*What you have to do*
Only the lines starting at the one that contains "of the soccer" and running to the end should be repeated, exactly as written.

Named-object pointing records:
----

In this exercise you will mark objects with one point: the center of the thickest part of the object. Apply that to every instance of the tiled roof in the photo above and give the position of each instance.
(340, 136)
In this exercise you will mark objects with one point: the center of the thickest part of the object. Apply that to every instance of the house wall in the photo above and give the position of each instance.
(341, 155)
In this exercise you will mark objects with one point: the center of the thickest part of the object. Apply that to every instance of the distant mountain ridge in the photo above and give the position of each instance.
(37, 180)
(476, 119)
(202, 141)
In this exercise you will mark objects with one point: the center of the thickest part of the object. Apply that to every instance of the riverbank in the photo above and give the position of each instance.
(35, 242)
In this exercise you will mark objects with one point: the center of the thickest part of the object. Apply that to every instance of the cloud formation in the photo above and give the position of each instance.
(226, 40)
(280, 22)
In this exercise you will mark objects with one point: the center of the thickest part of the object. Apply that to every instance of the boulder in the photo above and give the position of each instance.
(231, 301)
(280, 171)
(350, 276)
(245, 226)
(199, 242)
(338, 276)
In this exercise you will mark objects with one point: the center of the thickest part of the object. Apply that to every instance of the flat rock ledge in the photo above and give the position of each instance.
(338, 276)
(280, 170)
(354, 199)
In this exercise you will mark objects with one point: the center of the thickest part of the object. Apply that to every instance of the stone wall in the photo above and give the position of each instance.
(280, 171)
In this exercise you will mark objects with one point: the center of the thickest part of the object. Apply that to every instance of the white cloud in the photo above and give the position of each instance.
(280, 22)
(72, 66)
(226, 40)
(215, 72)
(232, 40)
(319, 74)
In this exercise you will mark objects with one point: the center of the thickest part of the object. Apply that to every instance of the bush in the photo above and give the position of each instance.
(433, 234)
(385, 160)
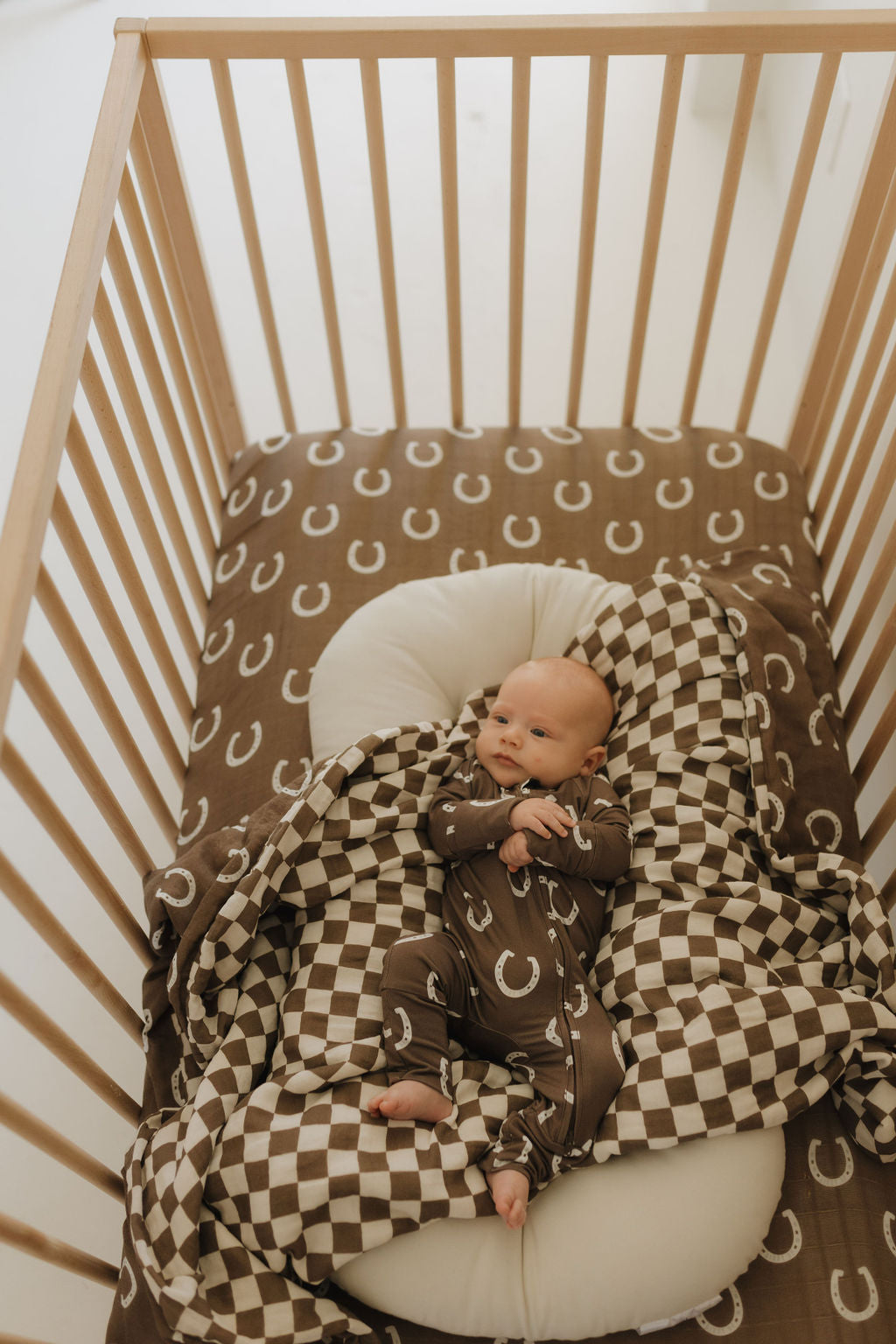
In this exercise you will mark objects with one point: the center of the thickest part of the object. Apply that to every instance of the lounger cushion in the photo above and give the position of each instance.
(697, 1213)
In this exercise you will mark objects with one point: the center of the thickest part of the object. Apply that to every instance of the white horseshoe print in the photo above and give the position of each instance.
(712, 527)
(413, 454)
(407, 1033)
(250, 669)
(454, 564)
(278, 773)
(795, 1242)
(335, 454)
(501, 983)
(562, 434)
(617, 547)
(373, 491)
(560, 500)
(413, 533)
(482, 494)
(830, 816)
(715, 454)
(186, 836)
(379, 558)
(873, 1300)
(737, 1318)
(660, 436)
(269, 507)
(233, 759)
(637, 463)
(311, 611)
(222, 571)
(832, 1180)
(196, 744)
(242, 867)
(286, 691)
(760, 570)
(127, 1294)
(536, 461)
(522, 543)
(788, 672)
(273, 445)
(228, 639)
(235, 506)
(191, 889)
(685, 496)
(260, 584)
(765, 492)
(324, 528)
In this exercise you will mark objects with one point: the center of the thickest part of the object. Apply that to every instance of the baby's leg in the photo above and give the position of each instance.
(424, 980)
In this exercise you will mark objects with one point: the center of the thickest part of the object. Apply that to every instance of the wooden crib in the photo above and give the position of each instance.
(183, 331)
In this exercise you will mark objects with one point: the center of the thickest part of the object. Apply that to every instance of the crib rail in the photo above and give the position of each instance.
(153, 378)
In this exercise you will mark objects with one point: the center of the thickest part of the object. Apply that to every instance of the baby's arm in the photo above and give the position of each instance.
(598, 845)
(462, 825)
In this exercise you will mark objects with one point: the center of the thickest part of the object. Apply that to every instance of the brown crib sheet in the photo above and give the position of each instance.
(318, 524)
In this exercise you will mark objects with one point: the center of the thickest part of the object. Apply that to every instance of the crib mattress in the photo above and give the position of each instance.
(374, 508)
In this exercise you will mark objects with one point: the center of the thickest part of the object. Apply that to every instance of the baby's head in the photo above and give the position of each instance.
(549, 724)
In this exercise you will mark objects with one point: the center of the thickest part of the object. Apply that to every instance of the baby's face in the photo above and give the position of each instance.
(535, 732)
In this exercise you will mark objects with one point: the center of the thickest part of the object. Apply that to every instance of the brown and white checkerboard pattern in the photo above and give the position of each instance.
(727, 962)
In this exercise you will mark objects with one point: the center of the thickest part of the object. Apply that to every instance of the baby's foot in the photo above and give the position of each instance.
(511, 1195)
(410, 1100)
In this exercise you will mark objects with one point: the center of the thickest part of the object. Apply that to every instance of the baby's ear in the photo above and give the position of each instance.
(594, 759)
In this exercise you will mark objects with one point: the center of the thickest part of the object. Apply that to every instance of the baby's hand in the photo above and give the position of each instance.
(539, 815)
(514, 851)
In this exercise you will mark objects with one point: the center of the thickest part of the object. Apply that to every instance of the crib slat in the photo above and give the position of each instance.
(113, 438)
(251, 238)
(161, 179)
(150, 365)
(88, 574)
(315, 200)
(124, 562)
(871, 672)
(93, 779)
(855, 327)
(73, 848)
(519, 182)
(587, 228)
(45, 434)
(722, 230)
(822, 93)
(25, 1238)
(864, 528)
(655, 205)
(132, 402)
(52, 1035)
(382, 214)
(451, 228)
(102, 699)
(808, 426)
(60, 941)
(50, 1141)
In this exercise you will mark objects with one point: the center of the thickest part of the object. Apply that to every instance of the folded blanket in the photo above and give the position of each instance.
(747, 960)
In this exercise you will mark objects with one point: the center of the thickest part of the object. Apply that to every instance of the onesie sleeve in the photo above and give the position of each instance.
(598, 844)
(462, 824)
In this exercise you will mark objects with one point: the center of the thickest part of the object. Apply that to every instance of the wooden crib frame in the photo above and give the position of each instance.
(152, 385)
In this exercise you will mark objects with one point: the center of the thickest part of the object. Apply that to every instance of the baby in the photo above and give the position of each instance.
(528, 830)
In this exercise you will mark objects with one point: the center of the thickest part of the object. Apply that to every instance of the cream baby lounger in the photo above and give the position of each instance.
(311, 466)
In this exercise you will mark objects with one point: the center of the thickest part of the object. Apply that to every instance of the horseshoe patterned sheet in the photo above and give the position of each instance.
(748, 967)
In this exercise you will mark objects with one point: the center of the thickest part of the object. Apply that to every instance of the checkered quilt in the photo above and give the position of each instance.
(747, 962)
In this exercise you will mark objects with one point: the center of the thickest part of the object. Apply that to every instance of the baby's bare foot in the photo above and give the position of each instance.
(410, 1100)
(511, 1195)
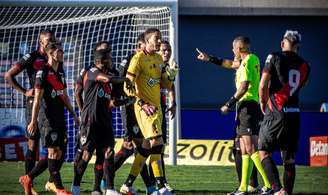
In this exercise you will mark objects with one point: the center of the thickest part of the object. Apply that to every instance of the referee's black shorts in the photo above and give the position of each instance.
(28, 117)
(279, 131)
(248, 118)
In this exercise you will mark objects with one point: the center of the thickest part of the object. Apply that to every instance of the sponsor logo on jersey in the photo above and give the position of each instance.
(39, 74)
(54, 136)
(55, 93)
(267, 61)
(83, 139)
(82, 72)
(152, 82)
(101, 93)
(27, 56)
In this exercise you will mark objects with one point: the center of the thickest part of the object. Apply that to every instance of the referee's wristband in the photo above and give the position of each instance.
(215, 60)
(232, 101)
(141, 103)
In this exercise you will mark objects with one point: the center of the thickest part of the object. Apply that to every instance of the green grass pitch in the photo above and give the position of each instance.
(188, 180)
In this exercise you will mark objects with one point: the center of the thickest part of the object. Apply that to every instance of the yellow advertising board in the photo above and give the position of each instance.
(198, 152)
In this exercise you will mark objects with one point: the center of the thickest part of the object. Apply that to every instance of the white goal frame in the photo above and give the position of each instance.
(175, 124)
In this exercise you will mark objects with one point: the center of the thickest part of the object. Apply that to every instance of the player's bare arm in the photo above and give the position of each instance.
(264, 90)
(172, 108)
(130, 90)
(239, 94)
(70, 109)
(226, 63)
(78, 96)
(10, 78)
(35, 110)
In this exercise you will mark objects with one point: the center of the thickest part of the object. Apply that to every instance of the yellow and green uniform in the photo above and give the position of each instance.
(145, 71)
(249, 70)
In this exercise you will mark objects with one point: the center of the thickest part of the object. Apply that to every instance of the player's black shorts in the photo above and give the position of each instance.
(279, 131)
(52, 135)
(133, 130)
(96, 136)
(248, 118)
(164, 124)
(28, 118)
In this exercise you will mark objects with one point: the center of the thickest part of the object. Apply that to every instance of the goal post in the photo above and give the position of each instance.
(80, 24)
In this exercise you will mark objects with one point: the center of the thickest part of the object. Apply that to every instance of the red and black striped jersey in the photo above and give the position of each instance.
(97, 96)
(53, 83)
(289, 73)
(32, 63)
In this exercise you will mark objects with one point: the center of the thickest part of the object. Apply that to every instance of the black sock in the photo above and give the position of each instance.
(145, 176)
(253, 180)
(160, 182)
(289, 177)
(272, 173)
(151, 175)
(98, 170)
(40, 167)
(60, 163)
(129, 181)
(238, 163)
(29, 160)
(79, 169)
(109, 172)
(54, 172)
(121, 156)
(163, 168)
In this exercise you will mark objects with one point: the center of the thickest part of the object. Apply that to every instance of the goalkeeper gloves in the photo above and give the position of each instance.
(172, 70)
(147, 108)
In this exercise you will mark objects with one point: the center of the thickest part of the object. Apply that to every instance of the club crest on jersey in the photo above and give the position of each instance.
(135, 129)
(54, 93)
(54, 136)
(62, 77)
(82, 72)
(27, 56)
(39, 74)
(152, 82)
(83, 140)
(267, 61)
(101, 93)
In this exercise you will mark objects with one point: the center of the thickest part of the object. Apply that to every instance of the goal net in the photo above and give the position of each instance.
(79, 29)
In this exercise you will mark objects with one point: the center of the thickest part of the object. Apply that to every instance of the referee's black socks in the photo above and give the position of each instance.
(272, 173)
(289, 177)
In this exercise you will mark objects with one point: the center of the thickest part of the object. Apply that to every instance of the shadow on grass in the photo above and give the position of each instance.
(219, 192)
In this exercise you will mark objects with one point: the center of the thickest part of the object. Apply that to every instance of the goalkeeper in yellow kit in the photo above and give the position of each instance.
(145, 72)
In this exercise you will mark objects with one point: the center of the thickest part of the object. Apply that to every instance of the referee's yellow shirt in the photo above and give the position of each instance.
(145, 70)
(249, 70)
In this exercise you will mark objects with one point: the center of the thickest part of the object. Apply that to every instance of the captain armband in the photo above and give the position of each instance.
(215, 60)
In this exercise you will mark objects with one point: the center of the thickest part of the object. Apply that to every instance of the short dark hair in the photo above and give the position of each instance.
(98, 44)
(165, 42)
(293, 36)
(141, 38)
(52, 45)
(100, 55)
(150, 31)
(246, 43)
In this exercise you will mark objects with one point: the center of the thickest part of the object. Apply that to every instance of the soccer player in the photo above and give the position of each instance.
(96, 127)
(165, 51)
(31, 62)
(50, 88)
(248, 112)
(284, 75)
(133, 136)
(146, 74)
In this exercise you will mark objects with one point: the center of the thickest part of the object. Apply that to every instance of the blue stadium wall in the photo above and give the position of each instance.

----

*Worked answer*
In this exercise you will mark objects with one point: the center of the thickest part of the object. Apply that to every instance of the soccer player in the photo above and give the position of each instance.
(96, 127)
(165, 51)
(31, 62)
(50, 88)
(248, 112)
(284, 75)
(133, 136)
(146, 74)
In this exercise you will mark objects with one point: the center of the thickest part of the object. Apply that to every instance of the blue stadium wall in the photo above and give the position of each instance.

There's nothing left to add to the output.